- _HOW TO COMPLETE THIS TASK_: Copy out every line of the data where the word "yellow" is found.
### SOURCE DATA
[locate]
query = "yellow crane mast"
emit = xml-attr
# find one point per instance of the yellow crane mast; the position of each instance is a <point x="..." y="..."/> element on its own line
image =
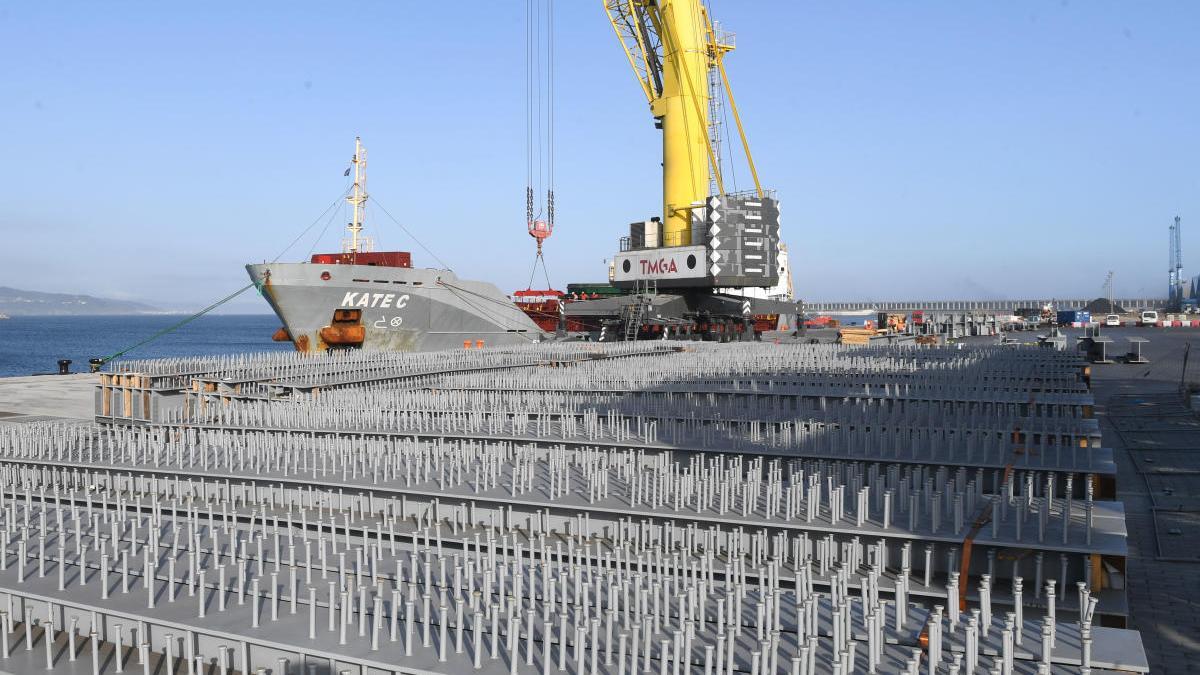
<point x="672" y="46"/>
######
- _EXERCISE RESULT_:
query = "yellow crane mast"
# find one point per instance of the yellow crane mast; the position of each instance is a <point x="..." y="..."/> element on its own line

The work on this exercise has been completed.